-- Start of DATASET CONTENT --

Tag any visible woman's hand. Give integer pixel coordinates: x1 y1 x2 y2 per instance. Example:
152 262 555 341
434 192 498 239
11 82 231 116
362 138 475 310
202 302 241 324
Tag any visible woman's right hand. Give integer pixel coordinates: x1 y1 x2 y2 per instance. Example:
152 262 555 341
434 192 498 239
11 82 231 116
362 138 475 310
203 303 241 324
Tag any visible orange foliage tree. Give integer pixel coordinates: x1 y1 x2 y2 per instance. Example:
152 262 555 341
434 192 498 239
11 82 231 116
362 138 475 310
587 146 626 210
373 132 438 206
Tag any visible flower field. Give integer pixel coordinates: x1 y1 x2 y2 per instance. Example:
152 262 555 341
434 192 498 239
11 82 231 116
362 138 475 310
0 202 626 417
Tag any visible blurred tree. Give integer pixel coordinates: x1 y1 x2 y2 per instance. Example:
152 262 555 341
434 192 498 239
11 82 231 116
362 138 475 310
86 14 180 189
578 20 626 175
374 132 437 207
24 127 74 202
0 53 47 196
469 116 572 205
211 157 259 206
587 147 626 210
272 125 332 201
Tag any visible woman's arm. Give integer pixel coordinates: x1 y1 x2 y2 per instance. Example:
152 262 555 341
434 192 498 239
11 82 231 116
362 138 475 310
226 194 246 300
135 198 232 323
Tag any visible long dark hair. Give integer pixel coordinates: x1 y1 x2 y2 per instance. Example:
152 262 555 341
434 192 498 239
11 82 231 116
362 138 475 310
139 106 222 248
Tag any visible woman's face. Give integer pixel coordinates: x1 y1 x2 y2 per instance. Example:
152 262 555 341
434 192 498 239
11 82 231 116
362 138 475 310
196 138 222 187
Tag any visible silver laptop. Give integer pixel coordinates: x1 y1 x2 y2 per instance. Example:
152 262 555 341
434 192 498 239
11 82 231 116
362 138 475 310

-- End of DATASET CONTENT --

=== WHAT THE EXERCISE ASKS ===
Shift the records from the line containing "Tag any visible woman's face." through the end of the records, inclusive: rewrite each of those lines, requests included, adding 29 to every pixel coordinate in the answers. Leave the sample coordinates under each request as they are.

=== ANSWER ===
Tag any visible woman's face. Give integer pixel coordinates: x1 y1 x2 y2 per instance. Example:
152 262 555 341
434 192 498 239
11 82 231 116
362 138 475 310
225 167 251 216
Tag any visible silver laptop. Give integer pixel coordinates: x1 y1 x2 y2 per instance. Example:
152 262 555 341
434 192 498 239
11 82 231 116
362 138 475 310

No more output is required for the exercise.